* [What you need to do]: What you return must match the records word for word.

——

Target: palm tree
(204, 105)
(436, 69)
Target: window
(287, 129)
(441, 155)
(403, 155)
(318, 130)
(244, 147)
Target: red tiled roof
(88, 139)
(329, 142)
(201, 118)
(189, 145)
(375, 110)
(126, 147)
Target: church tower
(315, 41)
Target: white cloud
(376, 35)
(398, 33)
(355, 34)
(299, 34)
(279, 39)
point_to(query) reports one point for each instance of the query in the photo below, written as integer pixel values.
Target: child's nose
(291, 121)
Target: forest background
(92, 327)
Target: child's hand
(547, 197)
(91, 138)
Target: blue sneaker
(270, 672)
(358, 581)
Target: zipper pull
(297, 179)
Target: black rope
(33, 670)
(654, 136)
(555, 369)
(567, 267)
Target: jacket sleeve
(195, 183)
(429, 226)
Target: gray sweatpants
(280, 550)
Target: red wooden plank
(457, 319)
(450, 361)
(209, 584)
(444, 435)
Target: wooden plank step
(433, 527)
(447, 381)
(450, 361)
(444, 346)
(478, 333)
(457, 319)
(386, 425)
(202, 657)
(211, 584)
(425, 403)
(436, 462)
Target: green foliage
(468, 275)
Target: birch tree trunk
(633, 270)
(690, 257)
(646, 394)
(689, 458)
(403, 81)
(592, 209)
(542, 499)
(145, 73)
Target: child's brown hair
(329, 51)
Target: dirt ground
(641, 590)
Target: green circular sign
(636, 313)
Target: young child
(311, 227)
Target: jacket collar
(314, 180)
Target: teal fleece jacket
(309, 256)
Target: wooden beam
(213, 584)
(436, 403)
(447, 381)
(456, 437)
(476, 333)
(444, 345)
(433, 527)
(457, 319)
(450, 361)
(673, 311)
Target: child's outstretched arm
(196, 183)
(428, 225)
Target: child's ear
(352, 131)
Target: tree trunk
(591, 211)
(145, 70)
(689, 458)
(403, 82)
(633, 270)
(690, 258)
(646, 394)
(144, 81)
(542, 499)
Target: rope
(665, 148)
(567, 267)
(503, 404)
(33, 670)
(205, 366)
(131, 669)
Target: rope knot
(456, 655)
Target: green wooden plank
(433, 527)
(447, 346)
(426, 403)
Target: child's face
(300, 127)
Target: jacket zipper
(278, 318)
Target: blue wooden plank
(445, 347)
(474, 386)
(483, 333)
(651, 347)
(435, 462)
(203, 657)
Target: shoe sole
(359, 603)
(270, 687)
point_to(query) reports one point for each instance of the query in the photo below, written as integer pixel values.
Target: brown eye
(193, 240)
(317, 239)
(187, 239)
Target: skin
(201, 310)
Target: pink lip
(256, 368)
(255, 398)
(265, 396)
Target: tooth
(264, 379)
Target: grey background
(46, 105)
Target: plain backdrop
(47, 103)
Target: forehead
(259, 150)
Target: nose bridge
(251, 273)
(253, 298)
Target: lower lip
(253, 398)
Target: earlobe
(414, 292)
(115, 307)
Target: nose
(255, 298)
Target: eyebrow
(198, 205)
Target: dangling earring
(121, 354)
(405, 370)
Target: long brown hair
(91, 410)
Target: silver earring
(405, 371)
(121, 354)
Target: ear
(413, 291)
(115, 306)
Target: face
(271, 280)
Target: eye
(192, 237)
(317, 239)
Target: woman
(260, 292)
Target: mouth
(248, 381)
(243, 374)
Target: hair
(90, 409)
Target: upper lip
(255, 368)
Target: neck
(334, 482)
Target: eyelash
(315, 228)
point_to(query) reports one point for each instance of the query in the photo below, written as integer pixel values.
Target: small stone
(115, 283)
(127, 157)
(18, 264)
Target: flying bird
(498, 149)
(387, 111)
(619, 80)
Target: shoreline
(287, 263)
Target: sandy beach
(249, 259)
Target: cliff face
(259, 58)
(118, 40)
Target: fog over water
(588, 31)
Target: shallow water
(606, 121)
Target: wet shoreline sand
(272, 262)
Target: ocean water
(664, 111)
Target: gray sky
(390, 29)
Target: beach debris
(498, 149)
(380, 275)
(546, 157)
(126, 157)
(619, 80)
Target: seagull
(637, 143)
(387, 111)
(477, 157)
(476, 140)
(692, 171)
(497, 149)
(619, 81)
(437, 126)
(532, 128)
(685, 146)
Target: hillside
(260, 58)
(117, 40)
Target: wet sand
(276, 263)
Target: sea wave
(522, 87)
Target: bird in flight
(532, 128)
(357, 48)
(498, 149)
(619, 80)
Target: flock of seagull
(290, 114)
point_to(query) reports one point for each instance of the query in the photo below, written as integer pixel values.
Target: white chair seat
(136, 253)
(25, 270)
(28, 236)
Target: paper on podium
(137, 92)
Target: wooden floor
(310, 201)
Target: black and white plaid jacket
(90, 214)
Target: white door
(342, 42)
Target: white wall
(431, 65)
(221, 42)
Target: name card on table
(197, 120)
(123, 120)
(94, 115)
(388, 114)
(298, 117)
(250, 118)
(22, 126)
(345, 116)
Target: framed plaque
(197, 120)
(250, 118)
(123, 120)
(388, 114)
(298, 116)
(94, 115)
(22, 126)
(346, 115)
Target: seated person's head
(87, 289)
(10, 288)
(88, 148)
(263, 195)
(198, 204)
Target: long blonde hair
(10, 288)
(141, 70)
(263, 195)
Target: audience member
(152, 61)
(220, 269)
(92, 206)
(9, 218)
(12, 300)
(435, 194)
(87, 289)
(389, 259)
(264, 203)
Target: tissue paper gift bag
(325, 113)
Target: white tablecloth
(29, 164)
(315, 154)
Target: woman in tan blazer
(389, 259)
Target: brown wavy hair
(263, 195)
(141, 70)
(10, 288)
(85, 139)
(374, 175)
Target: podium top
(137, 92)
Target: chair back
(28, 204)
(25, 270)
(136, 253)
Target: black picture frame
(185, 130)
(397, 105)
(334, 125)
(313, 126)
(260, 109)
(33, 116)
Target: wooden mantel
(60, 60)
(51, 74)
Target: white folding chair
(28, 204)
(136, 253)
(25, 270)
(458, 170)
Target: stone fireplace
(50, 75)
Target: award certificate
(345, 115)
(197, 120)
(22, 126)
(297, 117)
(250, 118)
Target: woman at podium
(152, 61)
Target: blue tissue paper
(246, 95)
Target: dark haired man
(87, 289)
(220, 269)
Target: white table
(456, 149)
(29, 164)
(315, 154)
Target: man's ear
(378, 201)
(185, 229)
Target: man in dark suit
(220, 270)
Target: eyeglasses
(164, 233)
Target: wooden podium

——

* [Task output]:
Target: palm tree
(204, 105)
(436, 69)
Target: window
(287, 129)
(441, 155)
(403, 155)
(318, 130)
(244, 147)
Target: red tiled roof
(88, 139)
(329, 142)
(201, 118)
(189, 145)
(375, 110)
(126, 147)
Target: church tower
(315, 41)
Target: white cloud
(376, 35)
(398, 33)
(355, 34)
(299, 34)
(279, 39)
point_to(query) reports one point for each instance of the query in the photo below, written as integer pixel values.
Target: child's nose
(291, 121)
Target: forest background
(92, 327)
Target: child's hand
(547, 197)
(91, 138)
Target: blue sneaker
(270, 672)
(358, 581)
Target: zipper pull
(297, 179)
Target: black rope
(33, 670)
(654, 136)
(555, 369)
(567, 267)
Target: jacket sleeve
(195, 183)
(429, 226)
Target: gray sweatpants
(280, 550)
Target: red wooden plank
(457, 319)
(450, 361)
(209, 584)
(444, 435)
Target: wooden plank step
(433, 527)
(447, 381)
(450, 361)
(444, 346)
(478, 333)
(457, 319)
(386, 425)
(202, 657)
(211, 584)
(425, 403)
(436, 462)
Target: green foliage
(468, 275)
Target: birch tree trunk
(633, 270)
(690, 257)
(646, 394)
(689, 458)
(403, 81)
(592, 209)
(542, 499)
(145, 73)
Target: child's brown hair
(329, 51)
Target: dirt ground
(641, 590)
Target: green circular sign
(636, 313)
Target: young child
(311, 227)
Target: jacket collar
(314, 180)
Target: teal fleece jacket
(309, 256)
Target: wooden beam
(213, 584)
(436, 403)
(447, 381)
(456, 437)
(476, 333)
(444, 345)
(433, 527)
(457, 319)
(450, 361)
(673, 311)
Target: child's outstretched arm
(196, 183)
(428, 225)
Target: child's ear
(352, 131)
Target: tree trunk
(591, 211)
(145, 70)
(689, 458)
(403, 82)
(633, 270)
(690, 258)
(646, 394)
(144, 81)
(542, 499)
Target: rope
(665, 148)
(567, 267)
(503, 404)
(33, 670)
(205, 366)
(131, 669)
Target: rope knot
(456, 655)
Target: green wooden plank
(433, 527)
(447, 346)
(426, 403)
Target: child's face
(300, 127)
Target: jacket zipper
(278, 318)
Target: blue wooden plank
(445, 347)
(474, 386)
(483, 333)
(651, 347)
(435, 462)
(203, 657)
Target: shoe sole
(359, 603)
(270, 687)
point_to(query) reports one point for each instance of the query in the photo below, written as integer pixel values.
Target: brown eye
(193, 240)
(317, 239)
(187, 239)
Target: skin
(201, 310)
Target: pink lip
(256, 368)
(255, 398)
(265, 396)
Target: tooth
(264, 379)
Target: grey background
(46, 105)
Target: plain backdrop
(47, 103)
Target: forehead
(259, 150)
Target: nose bridge
(251, 273)
(253, 298)
Target: lower lip
(253, 398)
Target: earlobe
(414, 292)
(115, 307)
Target: nose
(255, 298)
Target: eyebrow
(198, 205)
Target: dangling earring
(121, 354)
(405, 370)
Target: long brown hair
(91, 410)
Target: silver earring
(405, 371)
(121, 354)
Target: ear
(413, 291)
(115, 306)
Target: face
(271, 280)
Target: eye
(192, 237)
(317, 239)
Target: woman
(260, 292)
Target: mouth
(248, 381)
(243, 374)
Target: hair
(90, 409)
Target: upper lip
(255, 368)
Target: neck
(334, 482)
Target: eyelash
(315, 228)
point_to(query) reports one point for each instance of the query in the photo below, written as integer pixel values.
Target: small stone
(115, 283)
(127, 157)
(18, 264)
Target: flying bird
(498, 149)
(387, 111)
(619, 80)
Target: shoreline
(287, 263)
Target: sandy beach
(249, 259)
Target: cliff face
(259, 58)
(118, 40)
Target: fog over water
(588, 31)
Target: shallow water
(606, 121)
Target: wet shoreline sand
(272, 262)
Target: ocean water
(664, 111)
Target: gray sky
(390, 29)
Target: beach debris
(498, 149)
(380, 275)
(546, 157)
(126, 157)
(619, 80)
Target: seagull
(637, 143)
(387, 111)
(477, 157)
(476, 140)
(692, 171)
(497, 149)
(619, 81)
(437, 126)
(532, 128)
(685, 146)
Target: hillside
(260, 58)
(117, 40)
Target: wet sand
(276, 263)
Target: sea wave
(522, 87)
Target: bird in flight
(532, 128)
(357, 48)
(498, 149)
(619, 80)
Target: flock of seagull
(290, 114)
point_to(query) reports one point for each instance of the query in the photo below, written as integer pixel values.
Target: white chair seat
(136, 253)
(25, 270)
(28, 236)
Target: paper on podium
(137, 92)
Target: wooden floor
(310, 201)
Target: black and white plaid jacket
(90, 214)
Target: white door
(342, 42)
Target: white wall
(431, 65)
(221, 42)
Target: name card on table
(197, 120)
(123, 120)
(94, 115)
(388, 114)
(298, 117)
(250, 118)
(22, 126)
(345, 116)
Target: framed plaque
(197, 120)
(250, 118)
(123, 120)
(388, 114)
(298, 116)
(94, 115)
(22, 126)
(346, 115)
Target: seated person's head
(87, 289)
(10, 288)
(88, 148)
(263, 195)
(198, 204)
Target: long blonde hair
(10, 288)
(141, 70)
(263, 195)
Target: audience member
(152, 61)
(220, 269)
(92, 206)
(9, 218)
(12, 300)
(435, 194)
(87, 289)
(389, 259)
(264, 203)
Target: tissue paper gift bag
(325, 113)
Target: white tablecloth
(29, 164)
(315, 154)
Target: woman in tan blazer
(389, 259)
Target: brown wavy hair
(263, 195)
(141, 70)
(10, 288)
(85, 139)
(374, 175)
Target: podium top
(137, 92)
Target: chair back
(28, 204)
(25, 270)
(136, 253)
Target: black picture frame
(185, 130)
(397, 105)
(334, 125)
(313, 126)
(260, 109)
(33, 116)
Target: wooden mantel
(60, 60)
(51, 74)
Target: white folding chair
(28, 204)
(136, 253)
(25, 270)
(458, 170)
Target: stone fireplace
(50, 75)
Target: award certificate
(345, 115)
(197, 120)
(22, 126)
(297, 117)
(250, 118)
Target: woman at podium
(152, 61)
Target: blue tissue paper
(246, 95)
Target: dark haired man
(87, 289)
(220, 269)
Target: white table
(456, 149)
(29, 164)
(315, 154)
Target: man's ear
(378, 201)
(185, 229)
Target: man in dark suit
(220, 270)
Target: eyeglasses
(164, 233)
Target: wooden podium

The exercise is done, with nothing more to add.